▶ **Requirement**:
Copy the data below with "camera-trap tally" swapped for "wildlife count" wherever it occurs and everything else left unchanged. Omit the pictures from your copy.

▶ **Provided entries**:
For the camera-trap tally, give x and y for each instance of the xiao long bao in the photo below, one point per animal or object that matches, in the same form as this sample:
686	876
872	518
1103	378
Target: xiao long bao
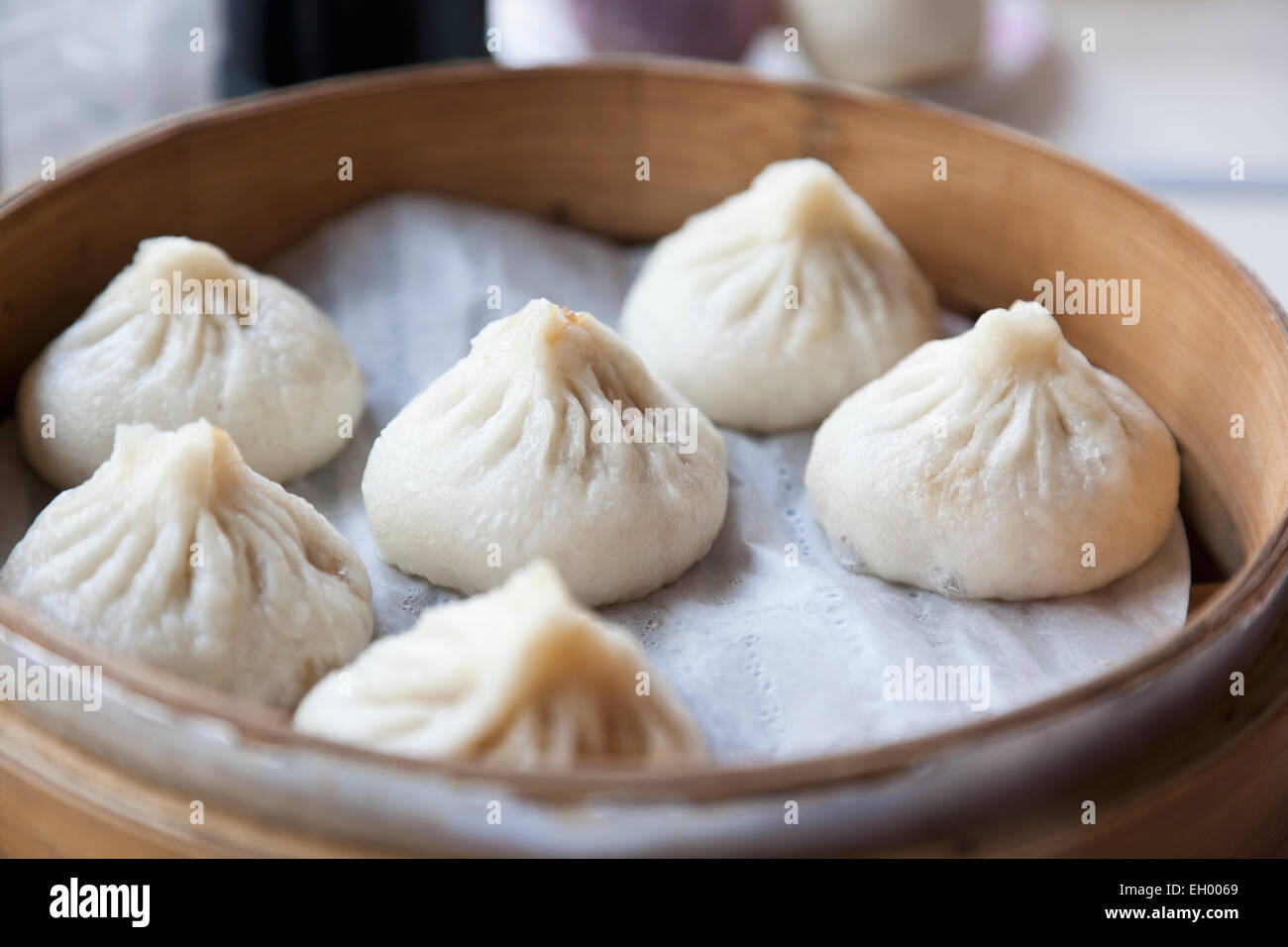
549	440
772	307
520	676
185	333
999	464
178	556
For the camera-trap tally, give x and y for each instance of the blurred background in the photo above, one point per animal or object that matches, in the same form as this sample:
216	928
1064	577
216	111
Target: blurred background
1186	98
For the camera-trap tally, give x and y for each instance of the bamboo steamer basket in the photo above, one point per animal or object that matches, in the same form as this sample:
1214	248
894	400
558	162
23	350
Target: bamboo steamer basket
1173	762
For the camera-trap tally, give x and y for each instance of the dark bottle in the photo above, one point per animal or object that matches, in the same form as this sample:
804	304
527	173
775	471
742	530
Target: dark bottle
273	43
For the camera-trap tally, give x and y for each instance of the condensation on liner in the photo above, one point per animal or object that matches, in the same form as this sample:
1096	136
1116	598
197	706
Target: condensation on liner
774	660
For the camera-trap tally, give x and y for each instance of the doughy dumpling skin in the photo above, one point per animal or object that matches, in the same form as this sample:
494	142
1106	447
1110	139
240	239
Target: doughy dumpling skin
178	556
999	464
277	376
518	453
769	308
522	676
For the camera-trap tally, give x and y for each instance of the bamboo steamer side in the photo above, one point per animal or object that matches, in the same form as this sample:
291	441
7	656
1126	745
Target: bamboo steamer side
563	144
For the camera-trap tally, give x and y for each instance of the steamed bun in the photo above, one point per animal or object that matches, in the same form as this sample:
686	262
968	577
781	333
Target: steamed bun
178	556
522	676
769	308
273	372
999	464
535	446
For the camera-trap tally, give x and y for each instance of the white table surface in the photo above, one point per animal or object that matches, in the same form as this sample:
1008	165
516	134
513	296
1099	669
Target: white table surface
1173	90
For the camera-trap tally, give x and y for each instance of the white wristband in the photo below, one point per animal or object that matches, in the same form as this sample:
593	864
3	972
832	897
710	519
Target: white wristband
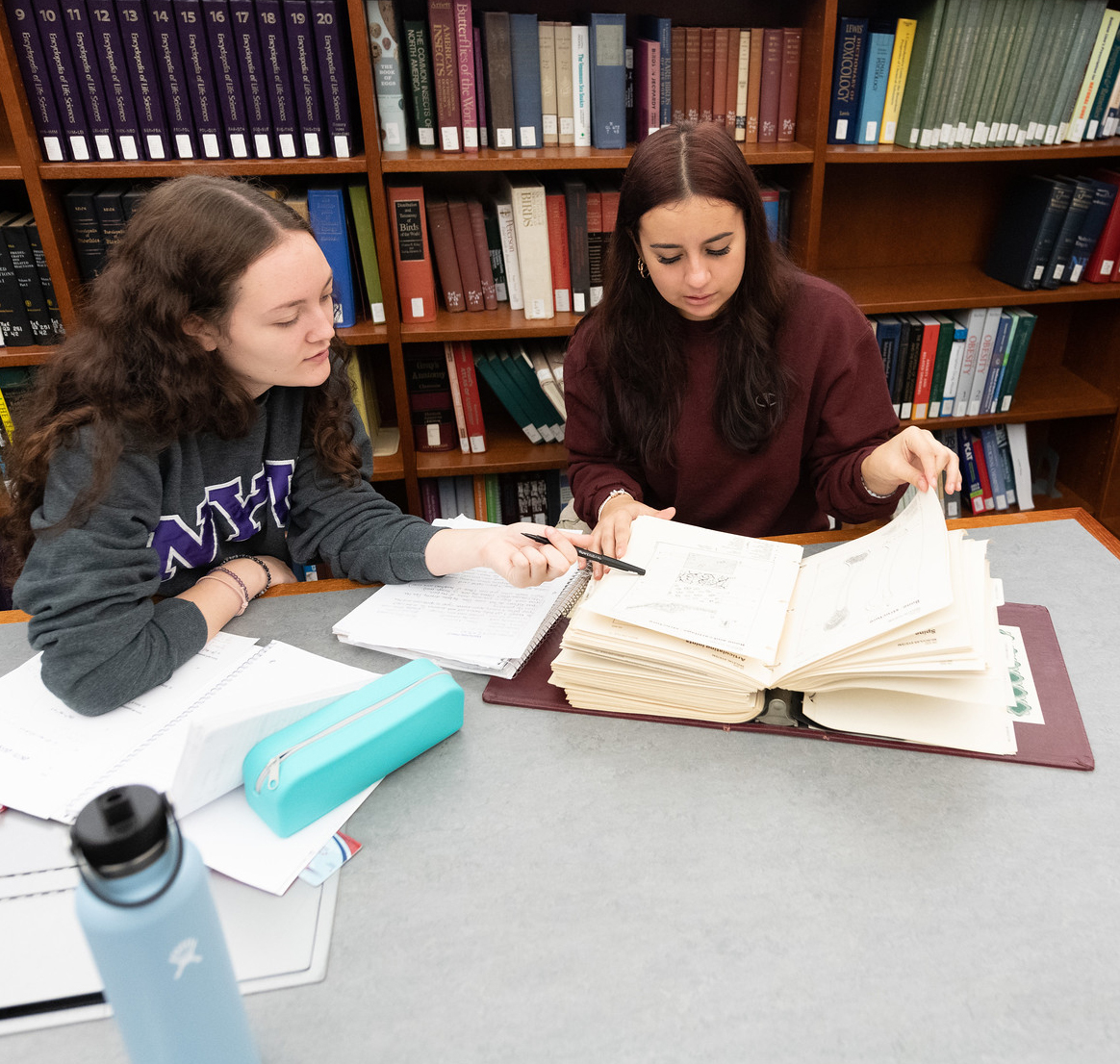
614	492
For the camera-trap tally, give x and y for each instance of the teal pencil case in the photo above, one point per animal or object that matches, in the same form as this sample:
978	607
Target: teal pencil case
304	771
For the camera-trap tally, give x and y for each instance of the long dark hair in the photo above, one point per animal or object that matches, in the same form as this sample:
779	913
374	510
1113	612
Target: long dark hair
131	373
641	334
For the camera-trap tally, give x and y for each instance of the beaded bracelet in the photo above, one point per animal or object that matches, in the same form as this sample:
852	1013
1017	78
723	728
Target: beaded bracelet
229	587
267	571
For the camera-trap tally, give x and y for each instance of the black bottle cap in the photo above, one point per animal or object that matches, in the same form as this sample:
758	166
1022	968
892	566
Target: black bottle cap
120	825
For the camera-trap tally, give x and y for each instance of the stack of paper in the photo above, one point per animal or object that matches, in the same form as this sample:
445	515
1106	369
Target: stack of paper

▶ **Output below**:
For the wildlife count, give x and y for each instance of the xiao long bao in the photo below, one point per animal or object that matches, in the same form as this sample:
686	876
872	518
1103	378
Target: xiao long bao
549	440
772	307
520	676
185	333
999	464
178	556
For the wildlife count, give x and y for each instance of the blurred background in the photo above, one point per animal or object that matches, in the same form as this sample:
216	928
1064	577
216	111
Target: blurred background
1186	98
For the wildlife count, give x and y for each instance of the bamboo steamer basket in the photo above, one point per animal or object that matches, in the same form as this sample:
1214	248
894	400
558	162
23	350
Target: bamboo steamer basket
1173	762
For the wildlife count, give x and y for each instance of the dark bottle in the photo above, one point per animal or object that matches, in the same form as this sample:
804	304
527	173
775	471
742	530
Target: dark bottle
273	43
For the wildlife count, give x and y for each instance of the condensation on liner in the photo above, one point per animal or object that matches, in the same form as this sample:
1096	136
1116	598
197	706
Target: condensation on liner
774	660
For the wildlife count, give x and y for each instance of the doughy dumpling skin in the photo above, one point per animal or object that matches, in the same form as this sample:
494	142
1106	447
1110	139
240	239
Target: doughy dumpling skin
178	556
999	464
277	376
518	453
769	308
522	676
For the wildlife count, give x and y for each instance of the bamboo steamer side in the photo above, one point per animal or object that matches, in the same form as this sample:
291	441
7	656
1126	745
Target: bamboo steamer side
563	144
For the wildlife count, give x and y for each instance of the steamed bun in the photo above, one point per animal or object that matches, in the same form as this sample:
686	262
968	577
781	333
Target: steamed bun
178	556
522	676
769	308
273	372
999	464
535	446
For the wildlife count, give x and y for each instance of the white table surface in the photo above, one point per animal or object that matches, in the same form as this sample:
1008	165
516	134
513	296
1099	669
Target: white table surface
1173	90
For the wildlife count, give x and y for each instance of the white wristband in the photo below, one point per animal or object that matches, in the same form as this sample:
593	864
3	972
832	897
710	519
Target: white wristband
614	492
For the wildlife count, give x and y for each instance of the teal pencil case in the photo above, one point per animal or object that matches, in the same form as this sample:
978	607
Target: teal pencil case
304	771
For the wildlife count, give x and y for each instance of the long dark hair in the photo above, one point per animal or object that matches, in the same form as this sample:
779	913
374	510
1113	612
Target: long dark hair
131	373
641	334
For the wildlife count, give x and y for each instance of the beaded bracelet in the photo above, one point per animal or object that matches, in the same form as this sample:
852	1013
1017	78
723	728
Target: beaded bracelet
229	587
267	571
For the wildlife count, give x and y for each instance of the black bottle cap in the photo above, one point per animal or object that matches, in the same form as this sample:
758	166
1022	968
892	566
Target: black bottle cap
120	825
For the wildlife count, give x and y for each instance of the stack of paper in the photo above, one point per animal or object that matches, in the same form as this sample:
445	515
1106	369
Target: stack of paper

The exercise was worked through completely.